Problem - Go through the entries below and copy each line containing the word "shirt".

Provided data -
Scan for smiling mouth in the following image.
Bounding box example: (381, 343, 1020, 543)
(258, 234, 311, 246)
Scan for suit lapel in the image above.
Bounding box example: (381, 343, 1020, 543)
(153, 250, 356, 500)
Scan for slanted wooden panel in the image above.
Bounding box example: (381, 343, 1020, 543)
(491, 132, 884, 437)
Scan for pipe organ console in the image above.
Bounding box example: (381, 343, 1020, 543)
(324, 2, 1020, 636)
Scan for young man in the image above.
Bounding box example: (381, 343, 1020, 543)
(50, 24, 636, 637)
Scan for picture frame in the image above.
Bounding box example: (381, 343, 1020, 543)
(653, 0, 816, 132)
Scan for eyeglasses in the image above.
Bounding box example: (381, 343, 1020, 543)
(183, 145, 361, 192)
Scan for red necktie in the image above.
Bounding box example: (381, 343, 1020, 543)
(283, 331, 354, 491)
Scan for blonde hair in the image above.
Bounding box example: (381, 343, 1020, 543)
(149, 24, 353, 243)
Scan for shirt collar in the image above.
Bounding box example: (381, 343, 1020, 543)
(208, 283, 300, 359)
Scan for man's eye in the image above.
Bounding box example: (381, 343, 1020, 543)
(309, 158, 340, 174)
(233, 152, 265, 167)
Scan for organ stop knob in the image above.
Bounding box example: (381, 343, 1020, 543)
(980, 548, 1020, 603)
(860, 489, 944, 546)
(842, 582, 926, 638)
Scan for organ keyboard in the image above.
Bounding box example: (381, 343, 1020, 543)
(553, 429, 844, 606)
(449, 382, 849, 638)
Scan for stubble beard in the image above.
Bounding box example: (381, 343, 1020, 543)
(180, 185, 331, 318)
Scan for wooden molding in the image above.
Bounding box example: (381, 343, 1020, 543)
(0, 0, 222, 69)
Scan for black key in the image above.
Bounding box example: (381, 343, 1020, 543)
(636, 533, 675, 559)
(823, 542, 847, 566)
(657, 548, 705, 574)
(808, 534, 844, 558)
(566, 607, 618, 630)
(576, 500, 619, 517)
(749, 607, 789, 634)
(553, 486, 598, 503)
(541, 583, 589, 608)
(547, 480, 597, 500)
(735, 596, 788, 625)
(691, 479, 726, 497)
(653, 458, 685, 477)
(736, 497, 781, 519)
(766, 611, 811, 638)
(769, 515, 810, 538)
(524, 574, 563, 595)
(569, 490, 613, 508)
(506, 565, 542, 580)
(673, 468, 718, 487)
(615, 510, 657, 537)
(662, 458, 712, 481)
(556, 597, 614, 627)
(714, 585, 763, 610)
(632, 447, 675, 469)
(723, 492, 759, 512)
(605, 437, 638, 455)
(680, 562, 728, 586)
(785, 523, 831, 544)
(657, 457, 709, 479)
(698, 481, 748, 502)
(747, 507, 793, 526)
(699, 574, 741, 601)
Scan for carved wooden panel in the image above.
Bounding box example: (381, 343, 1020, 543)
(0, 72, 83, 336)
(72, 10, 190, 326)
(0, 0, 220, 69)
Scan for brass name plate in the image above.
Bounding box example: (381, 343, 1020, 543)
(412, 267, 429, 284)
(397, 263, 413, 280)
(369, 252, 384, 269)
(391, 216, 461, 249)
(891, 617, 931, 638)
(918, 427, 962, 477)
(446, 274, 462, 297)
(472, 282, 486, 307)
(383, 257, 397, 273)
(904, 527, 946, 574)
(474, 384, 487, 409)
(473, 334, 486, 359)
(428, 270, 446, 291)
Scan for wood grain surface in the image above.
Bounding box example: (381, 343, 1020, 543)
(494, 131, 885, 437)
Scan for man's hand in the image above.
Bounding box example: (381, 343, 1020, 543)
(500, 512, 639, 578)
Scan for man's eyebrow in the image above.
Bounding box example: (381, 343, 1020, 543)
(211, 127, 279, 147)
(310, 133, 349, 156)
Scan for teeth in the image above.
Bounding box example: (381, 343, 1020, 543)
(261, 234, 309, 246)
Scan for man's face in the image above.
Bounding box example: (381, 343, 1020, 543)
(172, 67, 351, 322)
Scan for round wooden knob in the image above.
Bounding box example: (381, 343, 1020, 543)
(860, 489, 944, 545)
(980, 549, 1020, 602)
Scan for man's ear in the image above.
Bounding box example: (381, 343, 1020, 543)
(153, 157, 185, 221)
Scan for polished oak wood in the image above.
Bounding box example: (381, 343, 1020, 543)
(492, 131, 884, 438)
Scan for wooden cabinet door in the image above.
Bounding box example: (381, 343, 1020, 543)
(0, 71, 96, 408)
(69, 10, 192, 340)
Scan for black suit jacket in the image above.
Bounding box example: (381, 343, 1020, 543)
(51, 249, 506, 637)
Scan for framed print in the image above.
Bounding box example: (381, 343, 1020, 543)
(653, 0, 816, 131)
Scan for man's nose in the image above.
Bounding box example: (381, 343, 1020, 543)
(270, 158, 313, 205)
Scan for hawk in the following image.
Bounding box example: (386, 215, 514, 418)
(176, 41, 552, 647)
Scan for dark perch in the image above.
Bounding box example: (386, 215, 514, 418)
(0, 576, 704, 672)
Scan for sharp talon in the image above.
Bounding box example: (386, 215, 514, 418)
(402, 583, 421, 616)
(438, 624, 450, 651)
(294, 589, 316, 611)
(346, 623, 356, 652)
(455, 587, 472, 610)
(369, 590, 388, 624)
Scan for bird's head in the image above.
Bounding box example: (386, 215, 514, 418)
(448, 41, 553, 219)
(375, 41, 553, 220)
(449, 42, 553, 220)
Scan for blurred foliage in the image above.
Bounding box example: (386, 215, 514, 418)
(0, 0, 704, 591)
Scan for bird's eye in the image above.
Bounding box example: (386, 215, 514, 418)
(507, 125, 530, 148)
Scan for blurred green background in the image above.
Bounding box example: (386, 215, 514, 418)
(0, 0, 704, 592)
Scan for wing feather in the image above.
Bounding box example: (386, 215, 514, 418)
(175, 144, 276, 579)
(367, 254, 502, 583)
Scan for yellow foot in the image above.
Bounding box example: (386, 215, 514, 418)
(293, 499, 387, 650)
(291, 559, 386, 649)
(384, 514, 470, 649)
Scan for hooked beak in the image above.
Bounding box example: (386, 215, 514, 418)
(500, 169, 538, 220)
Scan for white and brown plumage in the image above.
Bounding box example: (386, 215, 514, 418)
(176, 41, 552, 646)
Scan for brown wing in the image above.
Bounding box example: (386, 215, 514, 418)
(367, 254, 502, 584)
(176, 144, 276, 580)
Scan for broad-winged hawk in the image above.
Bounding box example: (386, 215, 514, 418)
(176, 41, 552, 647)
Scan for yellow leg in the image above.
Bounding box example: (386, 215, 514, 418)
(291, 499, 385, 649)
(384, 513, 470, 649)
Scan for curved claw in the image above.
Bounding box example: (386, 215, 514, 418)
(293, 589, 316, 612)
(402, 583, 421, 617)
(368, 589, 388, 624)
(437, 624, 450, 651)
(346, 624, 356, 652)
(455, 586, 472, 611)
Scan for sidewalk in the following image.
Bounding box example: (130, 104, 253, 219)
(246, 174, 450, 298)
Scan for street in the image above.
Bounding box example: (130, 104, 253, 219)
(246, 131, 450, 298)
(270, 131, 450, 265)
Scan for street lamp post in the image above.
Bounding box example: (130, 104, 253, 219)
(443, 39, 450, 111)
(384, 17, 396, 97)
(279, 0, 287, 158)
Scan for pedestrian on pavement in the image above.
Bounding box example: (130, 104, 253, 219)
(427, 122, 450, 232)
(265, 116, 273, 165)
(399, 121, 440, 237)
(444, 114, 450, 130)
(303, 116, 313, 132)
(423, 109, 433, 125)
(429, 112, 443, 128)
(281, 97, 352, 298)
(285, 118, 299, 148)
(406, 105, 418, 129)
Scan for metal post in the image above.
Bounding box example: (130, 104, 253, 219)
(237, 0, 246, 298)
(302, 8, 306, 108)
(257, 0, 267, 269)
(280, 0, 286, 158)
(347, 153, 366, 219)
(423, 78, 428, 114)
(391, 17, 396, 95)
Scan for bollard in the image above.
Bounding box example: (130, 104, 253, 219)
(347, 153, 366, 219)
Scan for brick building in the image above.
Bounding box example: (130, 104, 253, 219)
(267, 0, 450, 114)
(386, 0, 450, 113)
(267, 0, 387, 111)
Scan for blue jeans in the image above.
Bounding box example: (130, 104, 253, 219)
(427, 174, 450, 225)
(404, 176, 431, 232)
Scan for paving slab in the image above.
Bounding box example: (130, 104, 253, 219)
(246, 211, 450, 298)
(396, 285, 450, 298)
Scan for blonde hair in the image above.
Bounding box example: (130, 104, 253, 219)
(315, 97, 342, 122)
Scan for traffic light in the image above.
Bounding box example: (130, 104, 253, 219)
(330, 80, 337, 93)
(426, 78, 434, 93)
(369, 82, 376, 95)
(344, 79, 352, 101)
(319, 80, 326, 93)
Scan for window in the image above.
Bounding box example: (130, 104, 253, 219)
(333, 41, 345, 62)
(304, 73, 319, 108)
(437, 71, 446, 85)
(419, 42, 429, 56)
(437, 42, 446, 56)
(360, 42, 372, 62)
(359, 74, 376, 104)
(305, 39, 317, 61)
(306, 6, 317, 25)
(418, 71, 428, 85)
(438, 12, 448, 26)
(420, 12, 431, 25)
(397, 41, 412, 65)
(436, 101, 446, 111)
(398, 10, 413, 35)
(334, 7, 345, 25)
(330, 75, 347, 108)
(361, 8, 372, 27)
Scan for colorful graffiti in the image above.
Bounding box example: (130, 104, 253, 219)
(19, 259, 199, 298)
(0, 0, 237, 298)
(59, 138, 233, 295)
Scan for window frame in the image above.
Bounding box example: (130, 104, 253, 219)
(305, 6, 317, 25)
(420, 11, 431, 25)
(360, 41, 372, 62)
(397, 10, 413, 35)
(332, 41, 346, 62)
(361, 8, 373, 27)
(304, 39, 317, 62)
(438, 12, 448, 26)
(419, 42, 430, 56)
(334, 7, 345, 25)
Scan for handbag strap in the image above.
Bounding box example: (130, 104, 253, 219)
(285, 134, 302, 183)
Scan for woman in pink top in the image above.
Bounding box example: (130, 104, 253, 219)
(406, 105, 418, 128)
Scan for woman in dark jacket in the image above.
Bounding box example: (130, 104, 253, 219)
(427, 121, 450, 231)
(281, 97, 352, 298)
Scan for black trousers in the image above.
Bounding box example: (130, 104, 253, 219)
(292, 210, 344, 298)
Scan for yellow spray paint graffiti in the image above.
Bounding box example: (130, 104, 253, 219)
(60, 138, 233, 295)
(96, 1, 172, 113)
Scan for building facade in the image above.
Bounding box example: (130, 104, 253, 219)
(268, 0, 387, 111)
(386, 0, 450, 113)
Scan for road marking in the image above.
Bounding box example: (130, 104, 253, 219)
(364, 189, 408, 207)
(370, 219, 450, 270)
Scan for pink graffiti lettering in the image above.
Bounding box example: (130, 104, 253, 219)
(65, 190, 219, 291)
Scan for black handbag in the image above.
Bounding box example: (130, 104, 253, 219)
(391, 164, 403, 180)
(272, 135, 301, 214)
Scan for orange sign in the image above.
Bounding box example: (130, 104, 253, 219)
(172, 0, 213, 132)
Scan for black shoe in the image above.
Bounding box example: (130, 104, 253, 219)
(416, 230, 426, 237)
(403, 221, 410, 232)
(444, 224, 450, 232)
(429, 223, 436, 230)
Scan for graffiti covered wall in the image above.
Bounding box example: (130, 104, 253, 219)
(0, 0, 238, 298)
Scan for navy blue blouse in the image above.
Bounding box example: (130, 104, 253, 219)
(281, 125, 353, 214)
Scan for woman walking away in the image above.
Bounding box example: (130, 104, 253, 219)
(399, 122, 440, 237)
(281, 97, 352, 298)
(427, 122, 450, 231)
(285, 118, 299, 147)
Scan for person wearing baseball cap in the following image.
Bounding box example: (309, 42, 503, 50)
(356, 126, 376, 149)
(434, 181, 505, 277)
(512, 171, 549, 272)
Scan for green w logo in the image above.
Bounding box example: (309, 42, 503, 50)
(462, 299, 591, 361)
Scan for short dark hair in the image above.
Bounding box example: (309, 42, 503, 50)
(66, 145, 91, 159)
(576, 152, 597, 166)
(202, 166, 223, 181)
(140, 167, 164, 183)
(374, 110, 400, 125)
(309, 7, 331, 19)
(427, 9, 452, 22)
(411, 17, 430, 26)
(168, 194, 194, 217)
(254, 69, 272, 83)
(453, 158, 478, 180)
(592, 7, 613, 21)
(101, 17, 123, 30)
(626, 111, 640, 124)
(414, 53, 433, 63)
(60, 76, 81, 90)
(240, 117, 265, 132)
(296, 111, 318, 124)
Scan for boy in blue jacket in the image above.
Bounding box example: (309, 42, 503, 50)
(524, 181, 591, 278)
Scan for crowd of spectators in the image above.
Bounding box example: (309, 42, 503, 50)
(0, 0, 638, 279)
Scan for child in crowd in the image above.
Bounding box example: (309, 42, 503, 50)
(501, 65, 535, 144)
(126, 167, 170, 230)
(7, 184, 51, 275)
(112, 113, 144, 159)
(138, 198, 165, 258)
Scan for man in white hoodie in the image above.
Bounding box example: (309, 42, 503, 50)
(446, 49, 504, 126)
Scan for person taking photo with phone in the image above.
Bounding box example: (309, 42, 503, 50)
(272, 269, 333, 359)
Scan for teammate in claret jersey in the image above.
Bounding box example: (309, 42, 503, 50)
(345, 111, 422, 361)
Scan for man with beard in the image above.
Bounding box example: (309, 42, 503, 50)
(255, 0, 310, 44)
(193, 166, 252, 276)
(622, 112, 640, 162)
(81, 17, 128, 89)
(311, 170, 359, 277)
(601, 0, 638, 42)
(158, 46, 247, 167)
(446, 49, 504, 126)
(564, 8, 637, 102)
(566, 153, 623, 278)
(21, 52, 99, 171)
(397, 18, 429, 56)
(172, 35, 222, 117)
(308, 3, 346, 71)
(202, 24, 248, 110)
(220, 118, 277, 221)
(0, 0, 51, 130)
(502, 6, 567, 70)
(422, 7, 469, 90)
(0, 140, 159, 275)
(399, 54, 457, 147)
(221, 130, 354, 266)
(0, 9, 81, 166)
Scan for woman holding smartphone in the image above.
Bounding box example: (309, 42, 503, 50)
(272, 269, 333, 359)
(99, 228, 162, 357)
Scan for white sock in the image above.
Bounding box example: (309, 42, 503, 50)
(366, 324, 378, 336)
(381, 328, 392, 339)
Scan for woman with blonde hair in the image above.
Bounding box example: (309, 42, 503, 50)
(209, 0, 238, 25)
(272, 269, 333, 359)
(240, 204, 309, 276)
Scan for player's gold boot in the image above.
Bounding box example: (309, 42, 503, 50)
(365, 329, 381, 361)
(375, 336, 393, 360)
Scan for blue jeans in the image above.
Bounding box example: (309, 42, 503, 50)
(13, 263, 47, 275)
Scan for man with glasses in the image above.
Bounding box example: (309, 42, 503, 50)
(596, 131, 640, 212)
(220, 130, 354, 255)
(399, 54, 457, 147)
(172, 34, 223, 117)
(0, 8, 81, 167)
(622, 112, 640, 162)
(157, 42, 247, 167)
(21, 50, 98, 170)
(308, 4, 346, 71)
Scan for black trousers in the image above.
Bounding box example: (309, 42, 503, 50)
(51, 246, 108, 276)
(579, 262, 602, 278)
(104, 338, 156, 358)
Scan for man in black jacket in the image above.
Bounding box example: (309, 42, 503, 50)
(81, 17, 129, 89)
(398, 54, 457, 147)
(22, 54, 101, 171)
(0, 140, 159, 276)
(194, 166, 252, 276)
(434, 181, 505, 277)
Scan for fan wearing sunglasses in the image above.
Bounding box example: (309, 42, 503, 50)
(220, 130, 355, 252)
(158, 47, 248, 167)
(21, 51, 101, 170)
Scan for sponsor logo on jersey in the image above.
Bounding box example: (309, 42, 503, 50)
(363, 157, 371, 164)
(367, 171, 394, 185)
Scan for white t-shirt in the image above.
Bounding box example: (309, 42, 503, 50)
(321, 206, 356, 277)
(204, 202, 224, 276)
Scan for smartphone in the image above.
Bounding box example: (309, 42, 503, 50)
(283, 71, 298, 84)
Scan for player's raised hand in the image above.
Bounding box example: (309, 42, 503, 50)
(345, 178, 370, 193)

Answer box -
Scan for shirt collar in the image above.
Scan for white t-shirt in the image above.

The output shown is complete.